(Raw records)
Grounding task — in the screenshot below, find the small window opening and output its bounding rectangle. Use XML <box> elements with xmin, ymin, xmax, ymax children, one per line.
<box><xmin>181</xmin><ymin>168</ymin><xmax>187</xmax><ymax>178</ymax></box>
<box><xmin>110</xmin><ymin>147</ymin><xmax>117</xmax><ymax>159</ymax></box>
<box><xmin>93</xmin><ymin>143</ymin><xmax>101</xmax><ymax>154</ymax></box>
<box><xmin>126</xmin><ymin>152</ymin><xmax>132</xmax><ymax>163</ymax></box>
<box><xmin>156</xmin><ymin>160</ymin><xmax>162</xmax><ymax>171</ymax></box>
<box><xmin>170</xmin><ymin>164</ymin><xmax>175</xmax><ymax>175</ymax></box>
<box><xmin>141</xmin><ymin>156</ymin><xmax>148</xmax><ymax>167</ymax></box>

## [BRIEF]
Copy the records above line for line, with no changes.

## [FINAL RESULT]
Grounding task — in the screenshot below, find the small window opening and output its bounding rectangle. Use XML <box> elements with xmin, ymin, xmax, ymax children, one per line.
<box><xmin>181</xmin><ymin>168</ymin><xmax>187</xmax><ymax>178</ymax></box>
<box><xmin>110</xmin><ymin>147</ymin><xmax>117</xmax><ymax>159</ymax></box>
<box><xmin>93</xmin><ymin>143</ymin><xmax>101</xmax><ymax>154</ymax></box>
<box><xmin>126</xmin><ymin>152</ymin><xmax>132</xmax><ymax>163</ymax></box>
<box><xmin>156</xmin><ymin>160</ymin><xmax>162</xmax><ymax>171</ymax></box>
<box><xmin>170</xmin><ymin>164</ymin><xmax>175</xmax><ymax>175</ymax></box>
<box><xmin>141</xmin><ymin>156</ymin><xmax>148</xmax><ymax>167</ymax></box>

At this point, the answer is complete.